◆ Stated goal
In the passage below on taxing interest on a debt under suit, set down word for word the part that opens with the words containing "4. The Tribunal" and closes with "to this court.".

◆ Extract to read
—————

3. Being aggrieved by the said orders of the AAC, the assessee went up in appeal before the Tribunal. The Tribunal was of the opinion that in view of the stand taken by the debtor-company in its written statement, the point in issue could not be determined unless the result of the suit was known. If the suit was decreed for the said amount and also further interest from the date of the plaint till the date of the decree, as such, at such rate as was specified in the decree, the entire interest from the date of the suit till the date of the decree at such rate would only be assessed to tax in the year in which the decree was passed. The Tribunal held that the interest from the date of the suit could not be assessed to tax each year on the basis that the interest had continued to accrue from year to year at the contracted rate. If the suit was ultimately dismissed on the ground that it was premature, according to the Tribunal, then the position would be different. It would be desirable to put the observations in the words of the Tribunal. The Tribunal observed as follows:

' It is no doubt a well-established proposition that the interest accrues from year to year and in a case where an assessee adopts the mercantile system of accounting the interest accruing to the assessee each year has to be computed at the contract rate and assessed to tax in the relevant assessment year on accrual basis. But this principle is subject to one qualification. Where an assessee files a civil suit against his debtor for recovery of the debt, the further interest from the date of the suit cannot be assessed to tax on accrual basis, computing the same at the contract rate. In a suit for recovery of a debt he can ask for a decree for the principal amount and the interest accruing, as per the contract rate, up to the date of the suit and he can also ask for further interest from the date of the suit. Even if the court passes a decree for the principal amount and the interest accruing up to the date of the suit at the contract rate, it may not grant further interest from the date of the suit at the contract rate. Under Section 34 of the Code of Civil Procedure, the awarding of further interest from the date of the suit up to the date of the decree and the rate of such further interest are matters within the discretion of the court passingthe decree. At the time of the filing of the suit for recovery of the debt the plaintiff has merely the right to claim further interest from the date of the suit up to the date of the decree. But the right to receive such further interest from the date of the suit up to the date of the decree at such rate as is determined by the court accrues to the plaintiff only when the court passes the decree awarding the plaintiff further interest from the date of the suit at such rate as is determined by it. The right of a plaintiff to a suit to receive interest from the date of the suit till the date of the decree, as awarded by the court under Section 34 of the Code of Civil Procedure, is analogous to the right of a person whose land has been acquired by the Government under the Land Acquisition Act to the interest on the enhanced compensation awarded by the civil court under Section 28 of the Land Acquisition Act. '

4. The Tribunal thereafter referred to certain decisions regarding the land acquisition payment and interest on the land acquisition cases. On the aforesaid decision of the Tribunal, three questions indicated hereinbefore have been referred to this court.

—————

◆ Supplied material
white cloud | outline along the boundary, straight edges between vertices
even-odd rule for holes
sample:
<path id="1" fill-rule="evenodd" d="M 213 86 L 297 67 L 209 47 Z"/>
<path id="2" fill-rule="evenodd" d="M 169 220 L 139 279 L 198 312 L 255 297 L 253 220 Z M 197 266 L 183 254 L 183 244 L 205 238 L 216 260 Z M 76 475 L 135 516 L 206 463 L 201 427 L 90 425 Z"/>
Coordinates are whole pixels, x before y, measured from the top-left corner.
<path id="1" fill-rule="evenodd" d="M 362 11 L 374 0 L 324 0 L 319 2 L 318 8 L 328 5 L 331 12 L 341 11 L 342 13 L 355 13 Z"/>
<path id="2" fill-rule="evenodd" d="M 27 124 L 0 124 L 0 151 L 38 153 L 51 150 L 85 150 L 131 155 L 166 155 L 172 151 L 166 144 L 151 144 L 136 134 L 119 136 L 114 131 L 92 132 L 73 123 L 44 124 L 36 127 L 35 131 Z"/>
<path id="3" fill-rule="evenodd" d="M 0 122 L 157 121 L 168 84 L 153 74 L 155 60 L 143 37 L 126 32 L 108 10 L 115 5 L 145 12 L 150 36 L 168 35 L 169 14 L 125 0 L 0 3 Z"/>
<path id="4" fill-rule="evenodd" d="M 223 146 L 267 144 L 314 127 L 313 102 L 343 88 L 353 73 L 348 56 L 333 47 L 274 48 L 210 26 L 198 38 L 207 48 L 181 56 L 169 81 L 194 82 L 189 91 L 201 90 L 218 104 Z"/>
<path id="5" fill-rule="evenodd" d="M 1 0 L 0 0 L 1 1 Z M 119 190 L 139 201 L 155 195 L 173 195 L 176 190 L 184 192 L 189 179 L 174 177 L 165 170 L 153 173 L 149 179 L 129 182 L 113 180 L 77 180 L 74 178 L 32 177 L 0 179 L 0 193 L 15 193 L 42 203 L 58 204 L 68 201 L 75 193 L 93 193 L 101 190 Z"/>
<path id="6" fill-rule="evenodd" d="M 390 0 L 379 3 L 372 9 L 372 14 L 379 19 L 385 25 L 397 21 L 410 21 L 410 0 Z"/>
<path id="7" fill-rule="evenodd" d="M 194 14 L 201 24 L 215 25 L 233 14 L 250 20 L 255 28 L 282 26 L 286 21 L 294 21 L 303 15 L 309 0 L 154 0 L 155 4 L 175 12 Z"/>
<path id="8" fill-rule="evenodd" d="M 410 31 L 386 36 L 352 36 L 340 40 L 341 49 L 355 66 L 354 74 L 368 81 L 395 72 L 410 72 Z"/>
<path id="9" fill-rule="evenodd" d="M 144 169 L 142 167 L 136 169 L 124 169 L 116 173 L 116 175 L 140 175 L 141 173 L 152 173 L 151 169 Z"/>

—————

◆ Output of the exercise
4. The Tribunal thereafter referred to certain decisions regarding the land acquisition payment and interest on the land acquisition cases. On the aforesaid decision of the Tribunal, three questions indicated hereinbefore have been referred to this court.